The complete package of design elements included in the Hospital 2.0 standardised design will be available by May next year, according to the Department of Health and Social Care.
Members of the Commons Public Accounts Committee raised concerns this week about the ability of the government’s new hospital programme (NHP) to meet its commitment to build 40 hew hospitals by 2030. A key part of this programme is the use of a new standardised construction process, known as Hospital 2.0.
Only two of 40 promised new hospitals have been built to date (according to government definitions) – leaving a further 38 to be built in the remaining seven years. Committee members said this seemed highly unlikely to be achievable, particularly given the standardised design that will underpin many of the new builds has not been completed yet.
Natalie Forrest, the Department's senior responsible owner of the new hospital programme, acknowledged that adopting the new approach was a challenge. ‘However, Hospital 2.0 isn’t just about the design of the hospital it is the whole end-to-end process,’ she told the committee. ‘It is the business case process, design, construction, the operating model and the maintenance, which is equally important.’
She added that consideration had been given to how time could be reduced for all of those components of the process. ‘We anticipate going from an average of around 11 years, which is what we see currently, to around six years and significantly compacting the whole business case process, which we can be doing now in parallel to working around the design of the hospital. We can also be doing the work we need to do engaging clinicians and the public and the trusts themselves in their services' requirements.’
Earlier estimates have suggested that, with the new approach, hospital construction will be 25% cheaper and 20% quicker compared with traditional approaches.
Ms Forrest said that the first set of standards for Hospital 2.0 was already available – a mix of clinical standards, ‘adjacencies’ that would be expected, and some room designs. And Department of Health and Social Care permanent secretary Shona Dunn added: ‘The final elements of it – the complete package – will be in existence by May next year.’
Giving an example of the type of efficiency that could be achieved, Ms Forrest said that the number of door types in cohort two had already been massively rationalised. This would speed up the manufacturing process and reduce costs.
The NHP has been welcomed as replacing key parts of the NHS estate, but it is by no means meeting all the NHS’s capital needs. Backlog maintenance currently stands at over £10bn. Ms Dunn said that the NHP would make an important contribution to addressing backlog maintenance, with about a third of the current maintenance backlog sitting within a NHP site.
However, there was acceptance that providers within the programme would need to use some of their operational capital in the meantime to keep facilities operational, even though these facilities would be replaced in the short- to medium-term.
NHS England chief financial officer Julian Kelly (pictured) said that in the long run the programme would help the maintenance programme. ‘Given you are building hospitals to last for 60 years, it will definitely be better, because you have flagged hospitals with significant estates issues and we need to get on and replace those buildings. In the meantime, those hospitals will be making decisions to maintain estate so they can be sure they can continue to operate.’
Mr Kelly also confirmed that further NHS sites had raised concerns about the presence of reinforced autoclaved aerated concrete within their hospitals. The NHS has been running a programme to identify, mitigate and eradicate the concrete since 2019. Earlier surveys had found 41 buildings across 23 trusts with RAAC planks included within some part of their construction. Seven hospitals were built entirely – or in major part – with RAAC and will be replaced by 2030 as part of the NHP.
Mr Kelly said that while work was still ongoing to understand the full extent of the problems, the additional hospitals would amount to ‘tens not hundreds’.

- _Your assignment_
Decide whether each statement below agrees with the article on the new hospital programme, answering yes or no and quoting the words of the article that settle it. 1. The full Hospital 2.0 package is expected to exist by May next year. 2. Backlog maintenance in the NHS currently stands at under £5bn. 3. Earlier surveys found RAAC planks in 41 buildings across 23 trusts.

- _Extracted records_
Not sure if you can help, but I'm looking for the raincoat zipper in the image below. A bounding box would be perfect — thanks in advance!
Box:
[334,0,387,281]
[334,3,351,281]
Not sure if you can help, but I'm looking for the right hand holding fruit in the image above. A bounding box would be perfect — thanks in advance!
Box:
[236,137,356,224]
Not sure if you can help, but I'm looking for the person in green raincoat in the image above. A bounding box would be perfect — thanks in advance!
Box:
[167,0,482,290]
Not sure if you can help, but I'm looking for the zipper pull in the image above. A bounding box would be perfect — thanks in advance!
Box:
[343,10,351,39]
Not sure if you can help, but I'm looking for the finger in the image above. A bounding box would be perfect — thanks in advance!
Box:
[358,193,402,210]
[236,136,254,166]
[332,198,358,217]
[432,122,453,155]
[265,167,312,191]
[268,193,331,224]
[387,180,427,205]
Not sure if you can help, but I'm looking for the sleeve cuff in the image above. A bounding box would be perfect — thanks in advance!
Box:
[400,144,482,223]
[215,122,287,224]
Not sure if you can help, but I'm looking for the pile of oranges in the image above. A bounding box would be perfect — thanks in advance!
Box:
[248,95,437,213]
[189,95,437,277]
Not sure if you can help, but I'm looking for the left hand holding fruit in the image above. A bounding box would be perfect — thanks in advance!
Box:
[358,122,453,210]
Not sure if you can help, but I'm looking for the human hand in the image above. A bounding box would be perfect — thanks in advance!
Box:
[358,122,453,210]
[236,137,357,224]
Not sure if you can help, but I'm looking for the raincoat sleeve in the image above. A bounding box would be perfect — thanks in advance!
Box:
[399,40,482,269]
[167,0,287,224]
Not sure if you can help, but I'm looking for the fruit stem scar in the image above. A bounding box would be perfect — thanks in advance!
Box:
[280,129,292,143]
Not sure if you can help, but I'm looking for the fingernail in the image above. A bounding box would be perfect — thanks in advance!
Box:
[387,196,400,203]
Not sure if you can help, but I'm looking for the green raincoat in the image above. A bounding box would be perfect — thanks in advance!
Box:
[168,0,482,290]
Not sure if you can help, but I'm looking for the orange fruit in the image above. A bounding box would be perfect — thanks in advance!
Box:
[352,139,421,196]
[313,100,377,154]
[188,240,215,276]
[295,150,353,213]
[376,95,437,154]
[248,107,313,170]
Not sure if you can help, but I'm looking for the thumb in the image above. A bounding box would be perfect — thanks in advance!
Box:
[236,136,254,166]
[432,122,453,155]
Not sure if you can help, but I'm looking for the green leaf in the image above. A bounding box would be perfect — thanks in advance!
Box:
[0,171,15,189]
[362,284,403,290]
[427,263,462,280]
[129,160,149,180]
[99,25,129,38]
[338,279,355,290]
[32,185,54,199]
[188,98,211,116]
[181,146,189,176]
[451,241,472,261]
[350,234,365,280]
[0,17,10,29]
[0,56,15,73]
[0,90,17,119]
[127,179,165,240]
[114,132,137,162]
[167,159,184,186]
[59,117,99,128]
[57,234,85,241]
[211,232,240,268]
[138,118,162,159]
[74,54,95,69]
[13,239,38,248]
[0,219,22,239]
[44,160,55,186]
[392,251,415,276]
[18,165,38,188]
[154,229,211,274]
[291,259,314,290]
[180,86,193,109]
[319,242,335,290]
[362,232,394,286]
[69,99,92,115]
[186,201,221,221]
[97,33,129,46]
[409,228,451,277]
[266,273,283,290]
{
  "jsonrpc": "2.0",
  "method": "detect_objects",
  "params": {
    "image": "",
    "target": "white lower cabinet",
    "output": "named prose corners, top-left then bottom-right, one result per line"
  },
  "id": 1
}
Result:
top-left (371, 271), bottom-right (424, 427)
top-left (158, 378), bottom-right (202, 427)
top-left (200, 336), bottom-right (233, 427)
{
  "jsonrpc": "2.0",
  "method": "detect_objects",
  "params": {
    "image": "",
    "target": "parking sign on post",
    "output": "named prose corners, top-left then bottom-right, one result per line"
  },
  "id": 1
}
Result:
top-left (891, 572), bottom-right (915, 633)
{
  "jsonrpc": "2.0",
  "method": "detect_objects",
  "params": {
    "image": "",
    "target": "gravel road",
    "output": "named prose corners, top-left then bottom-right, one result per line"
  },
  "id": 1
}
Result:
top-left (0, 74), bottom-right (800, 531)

- _Response to the exercise_
1. Yes: "The final elements of it – the complete package – will be in existence by May next year."
2. No: "Backlog maintenance currently stands at over £10bn."
3. Yes: "Earlier surveys had found 41 buildings across 23 trusts with RAAC planks included within some part of their construction."